(Entries from a pointing dataset)
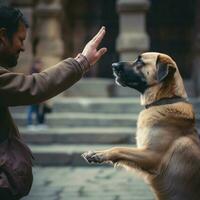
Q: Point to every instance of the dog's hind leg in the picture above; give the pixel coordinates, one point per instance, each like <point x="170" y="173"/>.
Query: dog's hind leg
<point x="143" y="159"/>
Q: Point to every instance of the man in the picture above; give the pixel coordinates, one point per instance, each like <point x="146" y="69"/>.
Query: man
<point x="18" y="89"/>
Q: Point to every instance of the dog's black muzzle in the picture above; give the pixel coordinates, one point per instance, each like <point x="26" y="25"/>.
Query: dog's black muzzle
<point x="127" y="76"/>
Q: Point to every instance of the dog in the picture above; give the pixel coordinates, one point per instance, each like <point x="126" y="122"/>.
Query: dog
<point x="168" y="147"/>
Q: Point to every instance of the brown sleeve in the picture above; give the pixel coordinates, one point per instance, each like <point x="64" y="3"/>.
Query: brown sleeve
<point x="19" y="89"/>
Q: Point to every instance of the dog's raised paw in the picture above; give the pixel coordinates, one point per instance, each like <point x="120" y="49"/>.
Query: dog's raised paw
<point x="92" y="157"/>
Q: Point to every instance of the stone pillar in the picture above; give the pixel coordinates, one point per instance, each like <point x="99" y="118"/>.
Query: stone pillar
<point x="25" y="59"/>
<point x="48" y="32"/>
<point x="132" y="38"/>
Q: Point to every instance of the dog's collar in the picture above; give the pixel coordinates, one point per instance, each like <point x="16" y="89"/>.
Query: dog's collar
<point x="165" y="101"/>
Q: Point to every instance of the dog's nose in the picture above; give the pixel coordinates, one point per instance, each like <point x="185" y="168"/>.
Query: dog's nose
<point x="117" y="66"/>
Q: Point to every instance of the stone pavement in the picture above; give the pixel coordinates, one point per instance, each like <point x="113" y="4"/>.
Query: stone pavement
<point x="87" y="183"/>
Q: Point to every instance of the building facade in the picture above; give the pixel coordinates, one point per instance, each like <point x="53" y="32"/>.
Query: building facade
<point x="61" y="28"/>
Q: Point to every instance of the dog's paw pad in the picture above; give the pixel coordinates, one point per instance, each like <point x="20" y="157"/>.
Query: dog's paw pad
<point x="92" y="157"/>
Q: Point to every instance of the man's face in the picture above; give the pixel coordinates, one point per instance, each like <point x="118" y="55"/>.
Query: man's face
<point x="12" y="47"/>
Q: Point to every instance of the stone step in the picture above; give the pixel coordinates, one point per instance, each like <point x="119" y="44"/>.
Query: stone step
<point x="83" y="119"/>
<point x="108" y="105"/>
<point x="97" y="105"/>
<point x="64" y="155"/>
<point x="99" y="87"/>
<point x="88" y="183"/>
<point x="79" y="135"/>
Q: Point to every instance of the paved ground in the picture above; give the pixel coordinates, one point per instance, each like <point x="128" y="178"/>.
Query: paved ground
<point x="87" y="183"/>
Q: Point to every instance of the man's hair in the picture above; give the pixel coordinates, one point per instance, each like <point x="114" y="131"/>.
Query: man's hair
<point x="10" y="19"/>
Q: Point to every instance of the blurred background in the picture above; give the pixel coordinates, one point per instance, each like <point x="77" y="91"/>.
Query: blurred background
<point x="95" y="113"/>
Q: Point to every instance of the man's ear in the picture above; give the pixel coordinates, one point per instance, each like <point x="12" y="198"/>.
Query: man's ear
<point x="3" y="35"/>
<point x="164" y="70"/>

- WHAT THE TASK ASKS
Copy the records from the line containing "Q: Point to every instance of the man's ear" through the end of the records, both ends included. Add -73 to every coordinate in the answers and leave the requests unchanged.

- TASK RESULT
Q: Point to every instance of the man's ear in the picture above; give the pixel coordinates, one point per instance, each like <point x="12" y="198"/>.
Query: man's ear
<point x="-70" y="-38"/>
<point x="91" y="-3"/>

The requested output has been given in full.